• [REQUIRED ACTIONS]:
• 1. According to the Pardis Sabeti profile, whom did Sabeti bring in to build her lab's data management and analysis system?
• 2. Pick up the Pardis Sabeti profile after its final sentence and keep writing.

------ PASSAGE FOR REVIEW ------

Pardis Sabeti. Genetic Sleuth.
It’s one of the great mysteries of medical science—why are some people seemingly immune to infectious diseases, while others become critically ill or die? This puzzle so intrigued biologist Dr. Pardis Sabeti that she devised a unique method for detecting promising clues by sifting through the human genome.
Sabeti made her discovery in 2001 as a student at Harvard Medical School, where she wrote an algorithm that let her differentiate genetic mutations resulting from natural selection from those occurring at random. Her tool gave her the ability to spot and track beneficial evolutionary genomic changes—for instance, mutations that make some people inherently resistant to certain diseases. Explains Sabeti, “Everything I do is based on a simple principle: beneficial things will spread through populations very quickly.”
Massive Data, Intensive Analysis
In early 2008, backed by several major grants, Sabeti founded her own research lab at Harvard University to investigate the mechanisms of infectious diseases. To create a state-of-the-art data management and analysis system for her lab, Sabeti enlisted computer scientist Dr. Dan Yamins. “Genomic data is large, and a lot of manipulations need to be done to it to understand its content,” says Yamins. “Our main challenges include understanding the structure and the relationships between the data, and being able to easily keep track of it, access and use it.”

------ DATA FOR ANALYSIS ------

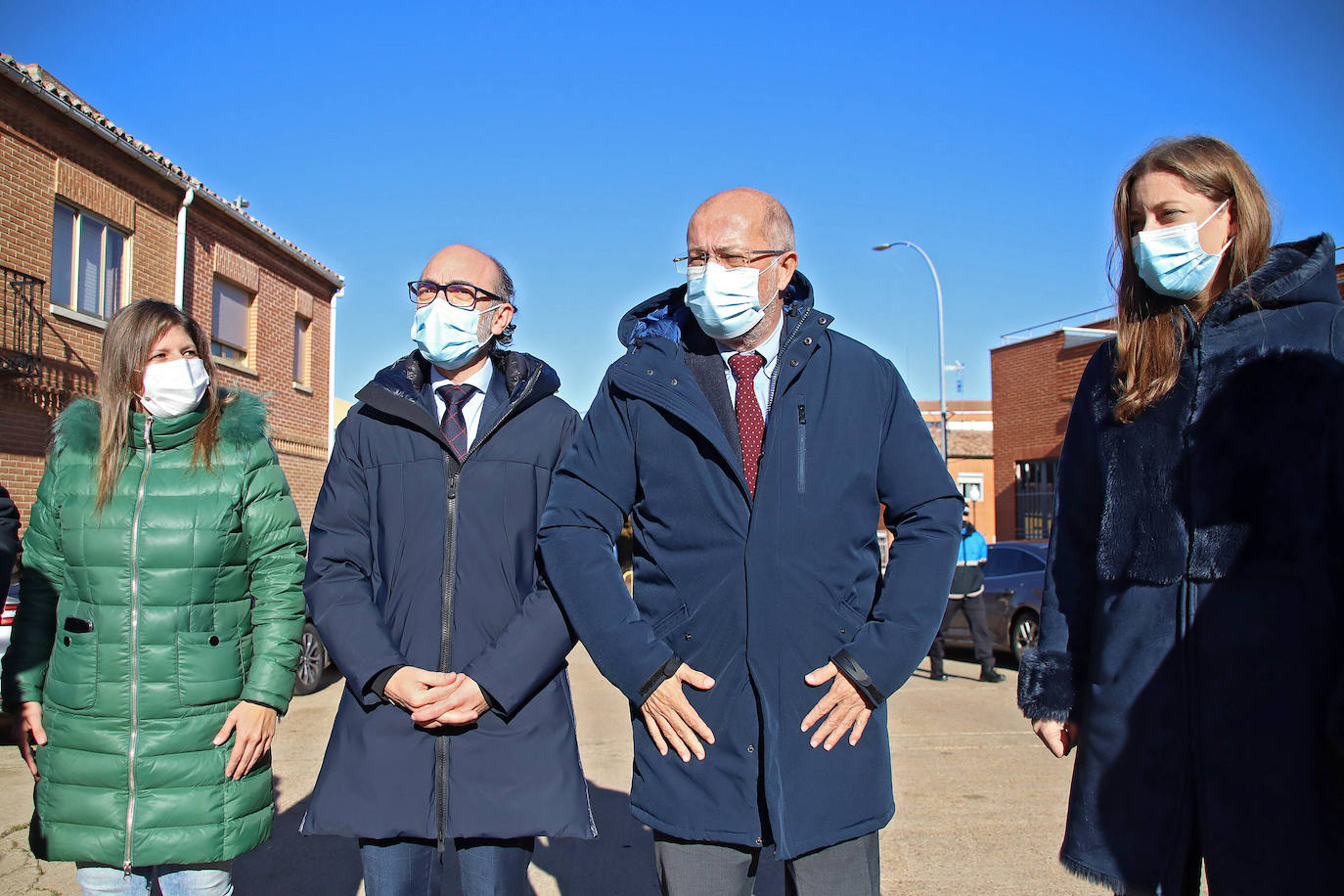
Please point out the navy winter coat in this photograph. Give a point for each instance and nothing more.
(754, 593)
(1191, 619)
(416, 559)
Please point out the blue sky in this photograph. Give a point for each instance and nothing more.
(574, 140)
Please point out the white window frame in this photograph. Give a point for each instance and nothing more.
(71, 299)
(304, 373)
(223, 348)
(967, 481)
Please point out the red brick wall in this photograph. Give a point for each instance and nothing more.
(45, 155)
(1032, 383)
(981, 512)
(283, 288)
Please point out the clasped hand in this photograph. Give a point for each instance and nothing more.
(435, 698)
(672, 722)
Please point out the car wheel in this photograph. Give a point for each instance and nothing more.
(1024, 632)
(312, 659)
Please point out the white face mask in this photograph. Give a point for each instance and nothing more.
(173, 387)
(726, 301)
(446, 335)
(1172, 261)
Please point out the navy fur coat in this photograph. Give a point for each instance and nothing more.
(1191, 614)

------
------ DATA FOR ANALYSIS ------

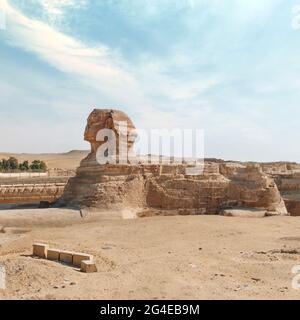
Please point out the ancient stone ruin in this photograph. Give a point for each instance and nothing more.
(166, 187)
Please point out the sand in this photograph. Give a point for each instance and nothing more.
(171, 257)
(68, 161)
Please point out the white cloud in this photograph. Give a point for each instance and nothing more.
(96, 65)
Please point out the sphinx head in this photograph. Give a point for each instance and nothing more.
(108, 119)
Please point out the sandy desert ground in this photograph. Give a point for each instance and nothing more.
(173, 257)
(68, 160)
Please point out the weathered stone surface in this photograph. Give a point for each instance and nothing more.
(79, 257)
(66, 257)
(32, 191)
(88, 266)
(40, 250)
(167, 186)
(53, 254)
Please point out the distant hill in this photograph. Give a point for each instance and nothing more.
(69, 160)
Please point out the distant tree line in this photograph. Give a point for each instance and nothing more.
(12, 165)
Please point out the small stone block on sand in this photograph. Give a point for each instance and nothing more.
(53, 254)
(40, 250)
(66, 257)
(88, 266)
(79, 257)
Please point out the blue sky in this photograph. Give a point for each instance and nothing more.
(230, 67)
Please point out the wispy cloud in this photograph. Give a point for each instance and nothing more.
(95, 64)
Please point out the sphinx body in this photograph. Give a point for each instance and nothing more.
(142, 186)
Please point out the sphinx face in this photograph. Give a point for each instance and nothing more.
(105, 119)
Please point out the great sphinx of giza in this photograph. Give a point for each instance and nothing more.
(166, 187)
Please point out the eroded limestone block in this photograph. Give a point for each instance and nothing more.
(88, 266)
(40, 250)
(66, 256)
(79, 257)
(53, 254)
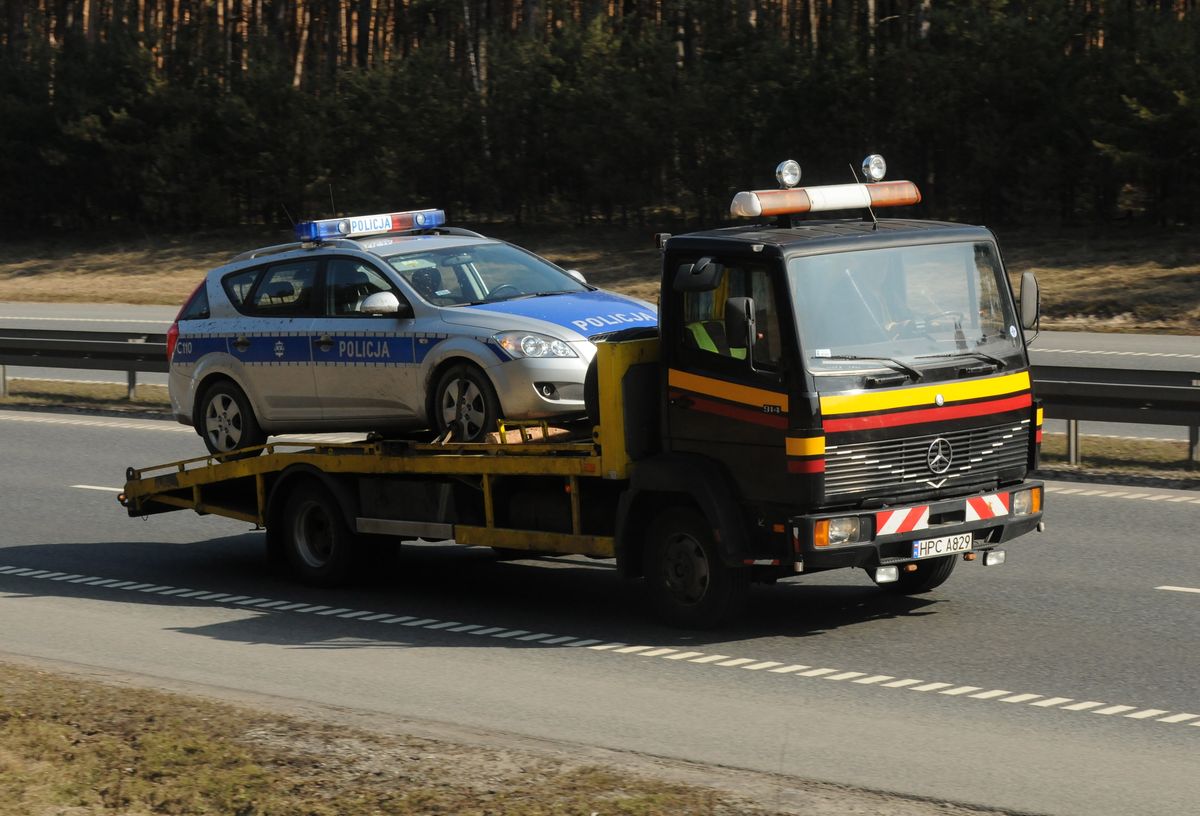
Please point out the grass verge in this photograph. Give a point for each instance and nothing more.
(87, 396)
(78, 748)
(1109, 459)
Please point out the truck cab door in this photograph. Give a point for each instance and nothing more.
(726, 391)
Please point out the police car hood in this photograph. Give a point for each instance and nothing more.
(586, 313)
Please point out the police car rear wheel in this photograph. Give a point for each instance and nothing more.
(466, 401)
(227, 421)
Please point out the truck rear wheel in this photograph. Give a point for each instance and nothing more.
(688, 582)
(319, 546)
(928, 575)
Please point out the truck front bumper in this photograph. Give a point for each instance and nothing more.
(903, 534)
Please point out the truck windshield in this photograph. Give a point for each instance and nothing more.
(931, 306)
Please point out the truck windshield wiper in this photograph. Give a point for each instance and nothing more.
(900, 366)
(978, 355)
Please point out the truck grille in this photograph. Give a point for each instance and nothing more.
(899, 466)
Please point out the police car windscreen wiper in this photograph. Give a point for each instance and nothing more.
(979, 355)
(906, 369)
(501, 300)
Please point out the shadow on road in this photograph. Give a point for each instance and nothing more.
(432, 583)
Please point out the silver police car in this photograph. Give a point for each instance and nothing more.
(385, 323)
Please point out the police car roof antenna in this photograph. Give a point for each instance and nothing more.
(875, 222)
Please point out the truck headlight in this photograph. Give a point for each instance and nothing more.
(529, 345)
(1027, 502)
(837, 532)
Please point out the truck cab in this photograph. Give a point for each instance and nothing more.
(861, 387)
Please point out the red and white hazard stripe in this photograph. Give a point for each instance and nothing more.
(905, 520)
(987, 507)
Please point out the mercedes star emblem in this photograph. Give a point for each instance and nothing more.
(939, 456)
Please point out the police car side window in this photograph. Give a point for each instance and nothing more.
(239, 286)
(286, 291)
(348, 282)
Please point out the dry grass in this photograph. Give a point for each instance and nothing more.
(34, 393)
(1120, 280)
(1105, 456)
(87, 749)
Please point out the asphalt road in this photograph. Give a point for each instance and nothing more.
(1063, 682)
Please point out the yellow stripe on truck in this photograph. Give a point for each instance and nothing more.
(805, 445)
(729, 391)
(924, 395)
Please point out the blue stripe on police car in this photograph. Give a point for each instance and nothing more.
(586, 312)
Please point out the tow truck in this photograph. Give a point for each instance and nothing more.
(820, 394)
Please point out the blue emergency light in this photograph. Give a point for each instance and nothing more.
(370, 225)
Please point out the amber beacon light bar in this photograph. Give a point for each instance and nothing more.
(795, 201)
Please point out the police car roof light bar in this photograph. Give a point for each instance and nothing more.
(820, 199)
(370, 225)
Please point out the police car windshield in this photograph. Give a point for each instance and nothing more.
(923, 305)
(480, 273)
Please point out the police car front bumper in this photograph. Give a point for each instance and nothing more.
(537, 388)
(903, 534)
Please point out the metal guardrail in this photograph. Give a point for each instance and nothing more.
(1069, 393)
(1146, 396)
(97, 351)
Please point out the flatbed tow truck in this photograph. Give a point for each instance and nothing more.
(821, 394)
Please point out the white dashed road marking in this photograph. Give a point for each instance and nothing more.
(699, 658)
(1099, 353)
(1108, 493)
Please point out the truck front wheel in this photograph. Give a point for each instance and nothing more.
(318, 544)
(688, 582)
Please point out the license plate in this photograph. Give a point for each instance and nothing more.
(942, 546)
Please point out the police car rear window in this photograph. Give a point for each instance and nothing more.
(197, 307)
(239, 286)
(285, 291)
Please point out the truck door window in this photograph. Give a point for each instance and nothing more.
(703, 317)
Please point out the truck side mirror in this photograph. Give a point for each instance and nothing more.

------
------ DATA FOR ANALYSIS ------

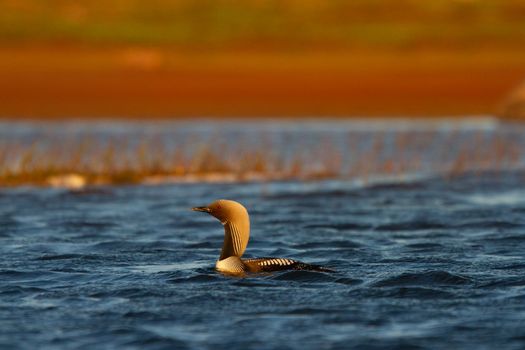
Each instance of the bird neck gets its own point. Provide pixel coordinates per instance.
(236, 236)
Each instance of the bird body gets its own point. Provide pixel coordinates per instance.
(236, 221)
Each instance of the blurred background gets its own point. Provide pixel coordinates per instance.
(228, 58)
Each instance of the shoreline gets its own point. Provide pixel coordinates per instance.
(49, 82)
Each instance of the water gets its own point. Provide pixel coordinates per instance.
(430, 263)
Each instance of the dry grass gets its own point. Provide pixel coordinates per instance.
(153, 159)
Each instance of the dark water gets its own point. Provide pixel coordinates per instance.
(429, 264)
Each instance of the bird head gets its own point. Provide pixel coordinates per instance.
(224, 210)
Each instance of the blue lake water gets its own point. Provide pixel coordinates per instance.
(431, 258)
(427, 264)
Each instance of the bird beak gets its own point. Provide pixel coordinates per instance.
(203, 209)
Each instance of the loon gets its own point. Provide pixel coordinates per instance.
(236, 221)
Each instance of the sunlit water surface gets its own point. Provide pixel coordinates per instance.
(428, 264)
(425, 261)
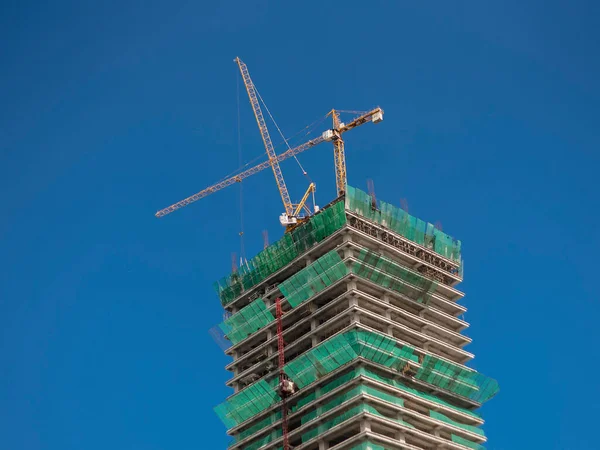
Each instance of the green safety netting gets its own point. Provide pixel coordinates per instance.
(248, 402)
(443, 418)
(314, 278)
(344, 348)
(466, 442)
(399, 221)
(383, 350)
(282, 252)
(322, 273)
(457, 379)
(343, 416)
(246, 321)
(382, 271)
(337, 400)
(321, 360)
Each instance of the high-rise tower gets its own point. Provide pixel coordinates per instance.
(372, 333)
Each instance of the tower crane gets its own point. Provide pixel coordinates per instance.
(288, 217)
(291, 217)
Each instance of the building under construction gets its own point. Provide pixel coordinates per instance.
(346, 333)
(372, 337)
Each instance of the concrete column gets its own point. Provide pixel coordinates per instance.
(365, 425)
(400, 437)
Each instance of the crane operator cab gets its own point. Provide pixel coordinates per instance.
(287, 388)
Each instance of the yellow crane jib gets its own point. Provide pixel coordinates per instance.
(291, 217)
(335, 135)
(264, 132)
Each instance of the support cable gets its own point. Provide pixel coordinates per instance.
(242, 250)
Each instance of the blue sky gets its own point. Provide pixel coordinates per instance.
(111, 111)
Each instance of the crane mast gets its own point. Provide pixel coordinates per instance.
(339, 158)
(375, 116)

------

• [RESULTS FOR THE EXERCISE]:
• 1. Computer scientist Dr. Dan Yamins.

• 2.
Yamins chose Mac Pro computers for the lab’s workstations, which let researchers maximize the work they can do from the desktop, while easily share information with the multi-thousand-core UNIX cluster at the nearby Broad Institute of MIT and Harvard. “For high-performance scientific work, our eight-core Mac Pros are very powerful,” he explains. “They run UNIX natively, which means we can pull in the entire open-source world of free software. The Macs have better UNIX integration, because they offer a nice user interface and great graphics. Yamins added that, from time to time, some of the scientists need to use Windows applications, which they do by running Parallels Desktop for Mac, giving them the ability to run UNIX, Mac OS X and Windows from the same workstation.
‘An Extension of Your Brain’
To get a rough idea of the file sizes the lab works with, the genome of a mammal is about three billion letters long. If they’re working with disease association mapping in humans, each person has 500,000 to a million pieces of information to look at. Multiply this by thousands of people in each study and you’ve got an enormous amount of data to work with. “This is why our analysis has to be done on clusters—it can take weeks,” says postdoctoral researcher Dr. Elinor Karlsson.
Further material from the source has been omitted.